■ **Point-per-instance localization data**
▬▬▬▬▬▬▬▬▬▬
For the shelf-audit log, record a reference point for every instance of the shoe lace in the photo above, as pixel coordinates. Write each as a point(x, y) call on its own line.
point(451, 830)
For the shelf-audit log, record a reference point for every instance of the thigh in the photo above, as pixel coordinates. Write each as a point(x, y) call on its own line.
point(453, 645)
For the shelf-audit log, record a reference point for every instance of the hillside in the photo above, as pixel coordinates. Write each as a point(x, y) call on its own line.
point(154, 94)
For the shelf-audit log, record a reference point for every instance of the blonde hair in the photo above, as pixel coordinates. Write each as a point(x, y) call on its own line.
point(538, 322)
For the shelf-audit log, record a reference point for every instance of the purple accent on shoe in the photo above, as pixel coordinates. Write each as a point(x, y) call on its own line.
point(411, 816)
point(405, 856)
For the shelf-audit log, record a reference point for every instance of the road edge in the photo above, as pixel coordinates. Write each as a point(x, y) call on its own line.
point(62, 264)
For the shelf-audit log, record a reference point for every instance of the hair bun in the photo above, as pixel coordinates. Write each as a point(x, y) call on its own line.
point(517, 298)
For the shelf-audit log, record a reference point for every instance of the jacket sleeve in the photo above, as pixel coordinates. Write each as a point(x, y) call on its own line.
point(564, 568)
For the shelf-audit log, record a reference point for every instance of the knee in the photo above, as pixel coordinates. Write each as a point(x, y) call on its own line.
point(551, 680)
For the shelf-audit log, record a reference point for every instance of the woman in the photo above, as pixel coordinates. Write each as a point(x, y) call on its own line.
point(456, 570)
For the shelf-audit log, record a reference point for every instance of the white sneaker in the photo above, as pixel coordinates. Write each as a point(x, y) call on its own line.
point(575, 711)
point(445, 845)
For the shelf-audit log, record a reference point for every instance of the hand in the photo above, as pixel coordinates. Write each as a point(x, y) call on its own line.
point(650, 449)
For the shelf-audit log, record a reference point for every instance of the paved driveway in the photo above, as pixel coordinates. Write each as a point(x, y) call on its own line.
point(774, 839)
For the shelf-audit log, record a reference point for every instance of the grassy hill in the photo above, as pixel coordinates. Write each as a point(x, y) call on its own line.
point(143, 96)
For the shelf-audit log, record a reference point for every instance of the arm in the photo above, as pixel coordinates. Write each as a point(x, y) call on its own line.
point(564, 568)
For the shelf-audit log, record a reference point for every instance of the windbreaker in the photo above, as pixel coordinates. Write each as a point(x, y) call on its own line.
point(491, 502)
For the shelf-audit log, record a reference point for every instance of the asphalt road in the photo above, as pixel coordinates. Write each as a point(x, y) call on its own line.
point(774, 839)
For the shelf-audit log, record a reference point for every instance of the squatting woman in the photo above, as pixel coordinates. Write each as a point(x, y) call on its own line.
▬▬▬▬▬▬▬▬▬▬
■ **Task objective**
All of the data above must be repeated exactly.

■ **Response to the task**
For the shelf-audit log, record a reference point for every instance of the shoe lace in the photo above, as pixel coordinates. Write each as a point(x, y) call on its own line.
point(451, 830)
For the shelf-audit log, record a reference point for every instance of the thigh in the photo above, as pixel coordinates. Write each as a point(x, y) call on its own line.
point(453, 645)
For the shelf-audit log, record a reference point for every instance of the hillside in the photo above, as pixel coordinates. Write each as a point(x, y) call on its own line.
point(154, 94)
For the shelf-audit log, record a reference point for every instance of the blonde hair in the photo above, as pixel coordinates. Write each as a point(x, y) call on its own line.
point(538, 322)
For the shelf-audit log, record a reference point for every instance of the purple accent on shoe in the photo above, as pixel coordinates. Write each as a point(x, y) call on its own line.
point(411, 816)
point(405, 856)
For the shelf-audit log, record a reference point for every instance of the road edge in the photo above, as pixel coordinates. Write each as a point(x, y) call on its own line.
point(62, 264)
For the shelf-audit log, record a reference point for every instance of the hair bun in the photo above, as pixel coordinates. Write each as a point(x, y) call on its own line.
point(517, 298)
For the shelf-audit log, record a reference point for every instance of the jacket sleeve in the photo above, as pixel coordinates. Write each as a point(x, y) call on its own line.
point(564, 568)
For the shelf-audit log, record a reference point for every instance of the knee in the photo above, as pixel coordinates. Write each as a point(x, y) call on its own line.
point(551, 680)
For the shelf-audit log, record a reference point for every instance of the woman in the photo above, as pixel coordinates. Write each as a point(x, y) call on its own line.
point(456, 570)
For the shelf-audit log, record a reference point for every instance of the white sneaker in the photo above, as pixel coordinates. Write each as a point(x, y) call on its own line.
point(575, 711)
point(445, 845)
For the shelf-audit log, record a reference point for every instance of the hand in the photo above, as pixel coordinates. Write each as a point(x, y) call on its own line.
point(650, 449)
For the shelf-audit log, record a reference point for every instance of the paved driveway in the photo above, as pixel coordinates. Write each as a point(x, y) call on its own line.
point(774, 839)
For the shelf-audit log, record a reference point for every instance of the grassy hill in the photo above, as pixel coordinates. Write each as a point(x, y) call on its own line.
point(143, 96)
For the shelf-audit log, record a reference point for every instance of the arm in the photo above, as pixel coordinates. Write each as a point(x, y) call on its own line.
point(564, 568)
For the shelf-audit log, record a reference point for every instance of the windbreaker in the photo above, as pixel coordinates. Write each as a point(x, y) call on its own line.
point(491, 502)
For the shelf-audit log, record a reference point for every instance of the asphalt road in the photo above, as pixel coordinates. Write each as a point(x, y) call on its own line.
point(774, 839)
For the shelf-audit log, record a reference point for every instance of the squatting woman in the photo above, as pixel coordinates. Write each as a point(x, y) call on its own line.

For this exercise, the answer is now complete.